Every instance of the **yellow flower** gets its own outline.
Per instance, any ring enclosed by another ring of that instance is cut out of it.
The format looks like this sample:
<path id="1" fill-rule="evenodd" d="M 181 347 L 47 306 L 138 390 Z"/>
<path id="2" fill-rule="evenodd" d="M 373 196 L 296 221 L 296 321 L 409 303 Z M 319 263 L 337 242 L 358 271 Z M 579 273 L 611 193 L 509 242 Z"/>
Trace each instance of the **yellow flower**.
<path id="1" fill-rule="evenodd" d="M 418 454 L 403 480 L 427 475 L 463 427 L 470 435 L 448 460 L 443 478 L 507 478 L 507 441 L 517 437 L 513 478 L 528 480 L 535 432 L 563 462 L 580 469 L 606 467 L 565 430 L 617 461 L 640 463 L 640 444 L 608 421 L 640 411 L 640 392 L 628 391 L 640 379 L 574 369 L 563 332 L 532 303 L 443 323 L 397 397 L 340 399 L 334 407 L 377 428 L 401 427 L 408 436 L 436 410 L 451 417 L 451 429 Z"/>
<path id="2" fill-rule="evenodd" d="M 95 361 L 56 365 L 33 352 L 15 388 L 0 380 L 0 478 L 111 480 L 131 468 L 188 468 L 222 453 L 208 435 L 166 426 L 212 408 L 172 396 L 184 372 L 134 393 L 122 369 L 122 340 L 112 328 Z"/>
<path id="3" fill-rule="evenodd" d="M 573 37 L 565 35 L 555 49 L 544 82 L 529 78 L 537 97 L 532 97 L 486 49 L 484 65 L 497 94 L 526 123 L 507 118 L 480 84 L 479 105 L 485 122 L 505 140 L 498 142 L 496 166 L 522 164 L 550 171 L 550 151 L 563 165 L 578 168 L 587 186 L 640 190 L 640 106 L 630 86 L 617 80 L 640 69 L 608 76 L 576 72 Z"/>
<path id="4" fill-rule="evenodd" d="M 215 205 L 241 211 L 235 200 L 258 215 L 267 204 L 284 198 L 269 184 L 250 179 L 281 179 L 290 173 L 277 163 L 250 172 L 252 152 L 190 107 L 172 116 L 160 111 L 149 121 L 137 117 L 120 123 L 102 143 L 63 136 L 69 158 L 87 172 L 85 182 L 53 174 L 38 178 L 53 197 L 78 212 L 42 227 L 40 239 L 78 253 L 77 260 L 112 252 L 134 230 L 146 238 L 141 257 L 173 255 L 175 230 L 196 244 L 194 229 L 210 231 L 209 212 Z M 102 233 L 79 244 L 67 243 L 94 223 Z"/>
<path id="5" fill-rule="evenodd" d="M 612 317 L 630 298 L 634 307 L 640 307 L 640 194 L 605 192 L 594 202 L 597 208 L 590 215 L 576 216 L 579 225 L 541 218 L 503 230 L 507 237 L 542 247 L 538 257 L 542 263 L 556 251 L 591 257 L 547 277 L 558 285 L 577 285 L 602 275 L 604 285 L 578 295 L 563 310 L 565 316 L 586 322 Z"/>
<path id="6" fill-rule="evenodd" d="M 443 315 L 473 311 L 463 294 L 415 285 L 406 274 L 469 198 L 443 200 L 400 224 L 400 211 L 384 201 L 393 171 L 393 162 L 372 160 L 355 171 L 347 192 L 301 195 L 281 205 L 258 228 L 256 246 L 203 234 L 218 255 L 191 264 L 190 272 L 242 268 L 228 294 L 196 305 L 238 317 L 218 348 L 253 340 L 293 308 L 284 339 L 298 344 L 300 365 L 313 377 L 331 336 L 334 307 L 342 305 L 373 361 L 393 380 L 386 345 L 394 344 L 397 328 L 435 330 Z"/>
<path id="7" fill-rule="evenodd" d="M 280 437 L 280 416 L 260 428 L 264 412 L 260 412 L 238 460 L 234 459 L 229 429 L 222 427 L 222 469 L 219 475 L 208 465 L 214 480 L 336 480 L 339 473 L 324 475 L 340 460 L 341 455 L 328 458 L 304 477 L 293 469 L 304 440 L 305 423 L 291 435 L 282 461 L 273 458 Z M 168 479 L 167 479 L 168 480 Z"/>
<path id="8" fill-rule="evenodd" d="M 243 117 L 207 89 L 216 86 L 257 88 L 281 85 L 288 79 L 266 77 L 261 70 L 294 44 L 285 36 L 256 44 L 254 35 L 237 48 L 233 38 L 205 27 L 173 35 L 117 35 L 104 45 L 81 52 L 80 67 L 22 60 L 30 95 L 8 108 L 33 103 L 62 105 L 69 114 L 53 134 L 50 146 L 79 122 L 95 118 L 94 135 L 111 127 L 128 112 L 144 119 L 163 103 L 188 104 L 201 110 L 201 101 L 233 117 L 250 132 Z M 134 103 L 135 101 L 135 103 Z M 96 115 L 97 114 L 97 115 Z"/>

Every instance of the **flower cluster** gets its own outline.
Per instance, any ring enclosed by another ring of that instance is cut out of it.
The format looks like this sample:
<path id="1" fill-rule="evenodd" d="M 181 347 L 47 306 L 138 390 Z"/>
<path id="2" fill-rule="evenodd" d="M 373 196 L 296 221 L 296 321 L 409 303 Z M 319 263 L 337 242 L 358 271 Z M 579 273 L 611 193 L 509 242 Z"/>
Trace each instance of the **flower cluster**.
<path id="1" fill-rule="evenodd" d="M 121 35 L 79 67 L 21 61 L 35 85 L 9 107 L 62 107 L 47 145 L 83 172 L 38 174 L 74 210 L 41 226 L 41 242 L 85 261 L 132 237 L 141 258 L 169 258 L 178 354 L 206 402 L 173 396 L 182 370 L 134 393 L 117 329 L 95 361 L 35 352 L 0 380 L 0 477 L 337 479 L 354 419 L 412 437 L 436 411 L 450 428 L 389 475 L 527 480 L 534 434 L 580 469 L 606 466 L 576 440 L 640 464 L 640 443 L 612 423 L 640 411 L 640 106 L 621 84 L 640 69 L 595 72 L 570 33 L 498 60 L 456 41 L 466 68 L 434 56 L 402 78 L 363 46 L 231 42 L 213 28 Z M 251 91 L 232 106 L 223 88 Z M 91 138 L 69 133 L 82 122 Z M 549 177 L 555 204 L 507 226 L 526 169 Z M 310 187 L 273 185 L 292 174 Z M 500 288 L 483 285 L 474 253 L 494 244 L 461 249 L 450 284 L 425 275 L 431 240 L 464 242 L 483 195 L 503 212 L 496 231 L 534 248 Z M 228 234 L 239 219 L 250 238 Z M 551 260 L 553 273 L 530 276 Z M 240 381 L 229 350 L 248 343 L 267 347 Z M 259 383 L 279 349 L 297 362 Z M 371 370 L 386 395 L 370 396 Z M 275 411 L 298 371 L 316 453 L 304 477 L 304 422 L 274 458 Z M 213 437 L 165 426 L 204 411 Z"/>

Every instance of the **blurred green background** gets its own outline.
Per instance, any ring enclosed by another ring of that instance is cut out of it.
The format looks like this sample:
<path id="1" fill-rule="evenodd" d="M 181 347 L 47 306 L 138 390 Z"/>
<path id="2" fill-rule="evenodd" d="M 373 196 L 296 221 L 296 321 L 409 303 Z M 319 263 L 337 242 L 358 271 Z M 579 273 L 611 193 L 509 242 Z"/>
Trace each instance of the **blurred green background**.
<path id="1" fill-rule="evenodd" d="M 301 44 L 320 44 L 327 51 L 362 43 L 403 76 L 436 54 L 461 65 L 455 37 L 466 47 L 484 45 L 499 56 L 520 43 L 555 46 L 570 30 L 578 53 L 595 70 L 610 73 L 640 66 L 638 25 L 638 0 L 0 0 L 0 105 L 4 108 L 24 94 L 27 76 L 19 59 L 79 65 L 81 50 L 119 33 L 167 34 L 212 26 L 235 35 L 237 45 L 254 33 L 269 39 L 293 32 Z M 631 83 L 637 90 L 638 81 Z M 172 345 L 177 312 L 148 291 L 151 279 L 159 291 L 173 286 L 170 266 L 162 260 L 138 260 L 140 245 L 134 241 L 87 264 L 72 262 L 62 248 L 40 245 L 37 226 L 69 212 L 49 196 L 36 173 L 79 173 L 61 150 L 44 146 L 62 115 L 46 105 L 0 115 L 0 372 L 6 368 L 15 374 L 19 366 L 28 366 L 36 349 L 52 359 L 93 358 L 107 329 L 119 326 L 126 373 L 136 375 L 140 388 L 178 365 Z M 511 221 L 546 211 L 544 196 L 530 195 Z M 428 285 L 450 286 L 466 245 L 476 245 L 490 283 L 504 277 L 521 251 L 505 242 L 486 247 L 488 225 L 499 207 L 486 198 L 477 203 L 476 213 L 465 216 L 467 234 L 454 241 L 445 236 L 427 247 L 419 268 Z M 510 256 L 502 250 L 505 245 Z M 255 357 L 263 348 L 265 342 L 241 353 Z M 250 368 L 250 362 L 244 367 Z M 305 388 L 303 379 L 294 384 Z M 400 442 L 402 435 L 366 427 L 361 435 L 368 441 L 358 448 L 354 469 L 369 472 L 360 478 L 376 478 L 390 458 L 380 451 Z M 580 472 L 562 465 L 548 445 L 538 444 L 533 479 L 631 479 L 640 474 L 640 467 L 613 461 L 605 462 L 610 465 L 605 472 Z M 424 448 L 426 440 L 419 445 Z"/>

Task statement »
Scan the lines above for the word "gets" and copy every one where it occurs.

Answer to this exercise »
Every instance of the **yellow flower** gets its own outline.
Every instance of the **flower cluster** gets its own outline.
Every instance of the **blurred green background** gets its own outline.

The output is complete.